START Document segment

The couple met nine years ago at O'Brien's Irish Pub in Brandon. She came for happy hour and there were two seats at the bar. One in front of a video game, the other next to Egan.

"Looks like you're the lesser of two evils," she told him, and sat down.

They hit it off.

A few years later, they took a cruise together to Mexico and went on a "nonsponsored" outing. When they returned, the ship had left. They were told by a cruise line representative they were in Mexico illegally. They had no passports. Just a bottle of tequila, a bottle of hot sauce, a ship registration card and a wet towel. In customs, she watched Egan laugh about their predicament. He never lost his cool, never assigned blame. She fell in love.

They didn't fight a year later when they had a house fire. Or the year after that when the house started cracking up the middle from a sink hole. They moved with two dogs into a small trailer out front and worked together through the bureaucracy and the repairs. They had disagreements, but no real fights.

They agree that watching television, or sitting still for any reason, is boring. They both seize any excuse to get on his boat, sit by a campfire, spend a day in the woods, anything outdoors really.

- - -

The day of the accident, Simmons, in camouflage pants, tromped alongside Egan. When she came across wild turkeys, she grabbed the cellphone and shot video, not knowing how precious the battery would later become.

They had passed a sour orange tree early in the day and she regretted not stopping to pick a few. She knew a great recipe for a sour orange marinade.

END Document segment
START Given information

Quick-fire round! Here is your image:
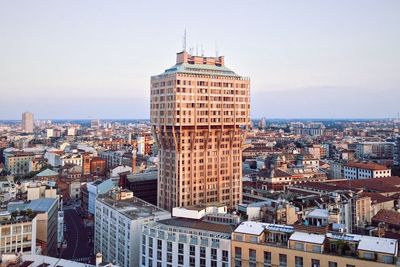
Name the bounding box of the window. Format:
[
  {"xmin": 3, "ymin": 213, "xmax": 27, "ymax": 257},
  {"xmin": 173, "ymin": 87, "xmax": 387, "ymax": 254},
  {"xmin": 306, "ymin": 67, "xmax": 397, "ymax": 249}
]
[
  {"xmin": 235, "ymin": 247, "xmax": 242, "ymax": 259},
  {"xmin": 211, "ymin": 248, "xmax": 217, "ymax": 260},
  {"xmin": 294, "ymin": 256, "xmax": 303, "ymax": 267},
  {"xmin": 178, "ymin": 243, "xmax": 183, "ymax": 254},
  {"xmin": 383, "ymin": 256, "xmax": 394, "ymax": 264},
  {"xmin": 189, "ymin": 257, "xmax": 196, "ymax": 267},
  {"xmin": 178, "ymin": 255, "xmax": 183, "ymax": 264},
  {"xmin": 167, "ymin": 253, "xmax": 172, "ymax": 262},
  {"xmin": 249, "ymin": 249, "xmax": 257, "ymax": 261},
  {"xmin": 295, "ymin": 242, "xmax": 304, "ymax": 250},
  {"xmin": 200, "ymin": 247, "xmax": 206, "ymax": 258},
  {"xmin": 311, "ymin": 259, "xmax": 321, "ymax": 267},
  {"xmin": 279, "ymin": 254, "xmax": 287, "ymax": 267},
  {"xmin": 190, "ymin": 245, "xmax": 196, "ymax": 256},
  {"xmin": 222, "ymin": 250, "xmax": 229, "ymax": 261},
  {"xmin": 313, "ymin": 245, "xmax": 321, "ymax": 253},
  {"xmin": 157, "ymin": 250, "xmax": 162, "ymax": 260},
  {"xmin": 264, "ymin": 251, "xmax": 272, "ymax": 267},
  {"xmin": 364, "ymin": 252, "xmax": 375, "ymax": 260}
]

END Given information

* **Work task**:
In the excerpt about the couple, what did Egan do in customs in Mexico that made her fall in love with him? Answer in one to three sentences.

* **Response to the exercise**:
She watched him laugh about their predicament after the ship left without them and they had no passports. He never lost his cool and never assigned blame, and that is when she fell in love.